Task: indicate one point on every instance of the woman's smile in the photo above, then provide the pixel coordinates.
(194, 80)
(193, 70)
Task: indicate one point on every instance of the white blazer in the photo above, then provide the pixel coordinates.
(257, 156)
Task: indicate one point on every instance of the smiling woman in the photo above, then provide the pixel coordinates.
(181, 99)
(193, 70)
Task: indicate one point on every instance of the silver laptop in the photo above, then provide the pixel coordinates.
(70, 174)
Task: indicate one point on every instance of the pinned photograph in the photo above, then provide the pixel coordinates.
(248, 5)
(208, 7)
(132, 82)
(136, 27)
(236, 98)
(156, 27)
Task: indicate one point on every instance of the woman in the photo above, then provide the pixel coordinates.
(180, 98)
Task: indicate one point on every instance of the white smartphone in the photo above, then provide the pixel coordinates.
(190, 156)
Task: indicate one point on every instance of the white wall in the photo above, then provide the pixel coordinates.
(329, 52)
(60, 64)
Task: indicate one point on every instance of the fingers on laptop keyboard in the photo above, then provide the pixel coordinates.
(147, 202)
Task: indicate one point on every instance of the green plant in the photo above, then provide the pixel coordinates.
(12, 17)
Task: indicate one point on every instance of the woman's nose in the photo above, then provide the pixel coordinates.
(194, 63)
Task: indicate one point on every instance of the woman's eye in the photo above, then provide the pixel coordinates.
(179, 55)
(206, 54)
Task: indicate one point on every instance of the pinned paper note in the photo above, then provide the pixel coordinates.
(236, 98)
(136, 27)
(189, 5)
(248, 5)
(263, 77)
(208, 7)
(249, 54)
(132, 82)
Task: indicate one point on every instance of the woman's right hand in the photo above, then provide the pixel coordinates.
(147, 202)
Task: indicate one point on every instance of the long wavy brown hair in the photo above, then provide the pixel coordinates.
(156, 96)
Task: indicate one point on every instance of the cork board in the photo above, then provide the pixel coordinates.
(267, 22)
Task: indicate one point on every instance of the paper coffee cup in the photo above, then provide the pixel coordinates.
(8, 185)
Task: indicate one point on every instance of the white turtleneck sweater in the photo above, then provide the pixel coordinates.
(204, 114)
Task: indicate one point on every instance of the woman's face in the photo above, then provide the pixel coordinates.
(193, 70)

________________

=== What needs to be done ===
Copy out every line above word for word, in the order given.

=== Final result ===
Task: indicate one point on every instance of the woman's smile in the photo above, then provide the pixel coordinates.
(194, 80)
(193, 70)
Task: indicate one point on every instance of the white blazer in the photo above, then provide the pixel coordinates.
(257, 156)
Task: indicate one point on every instance of the smiling woman in the photo above, then provide the pixel coordinates.
(181, 99)
(193, 70)
Task: indicate one point on every instance of the silver laptop in the photo above, then provide the pixel coordinates.
(70, 174)
Task: indicate one point on every instance of the pinned photograph in the photo above, then provide the pixel coordinates.
(248, 5)
(208, 7)
(132, 82)
(136, 27)
(236, 98)
(156, 27)
Task: indicate one point on every instance of the woman in the photo above, then provide the pixel coordinates.
(180, 98)
Task: indicate one point on every instance of the white smartphone in the photo above, then provide the pixel coordinates.
(190, 156)
Task: indicate one point on every instance of the white wall in the photo above, then provide the pixel coordinates.
(329, 52)
(60, 64)
Task: indicate one point on every instance of the fingers on laptop keyboard in the photo above, then provide the pixel coordinates.
(147, 202)
Task: indicate one point on every instance of the green plant in the photo above, then provide the pixel coordinates.
(12, 17)
Task: indicate one point on every instance of the woman's nose in the photo above, then provide the pixel coordinates.
(194, 63)
Task: indicate one point on every instance of the woman's eye in the photo above, then provide the pixel coordinates.
(179, 55)
(206, 54)
Task: indicate one point on every instance of the pinned paper note in the photo above, then provide the pixel coordinates.
(236, 98)
(136, 27)
(189, 5)
(248, 5)
(263, 77)
(208, 7)
(249, 54)
(132, 82)
Task: indicate one point on every instance of the woman's right hand in the photo above, then provide the pixel coordinates.
(147, 202)
Task: indicate one point on every instance of the long wavy brown hair in the photo above, then provide the pixel coordinates.
(156, 96)
Task: indicate one point on every instance of the cork board in the photo above, then provide the pixel coordinates.
(267, 22)
Task: indicate one point on every instance of the paper coffee cup in the photo above, then provide the pixel coordinates.
(8, 185)
Task: indicate one point on every instance of the white turtleneck sweater in the photo above, then provide the pixel coordinates.
(204, 114)
Task: indicate one point on every instance of the woman's face in the photo above, then provide the pixel coordinates.
(193, 70)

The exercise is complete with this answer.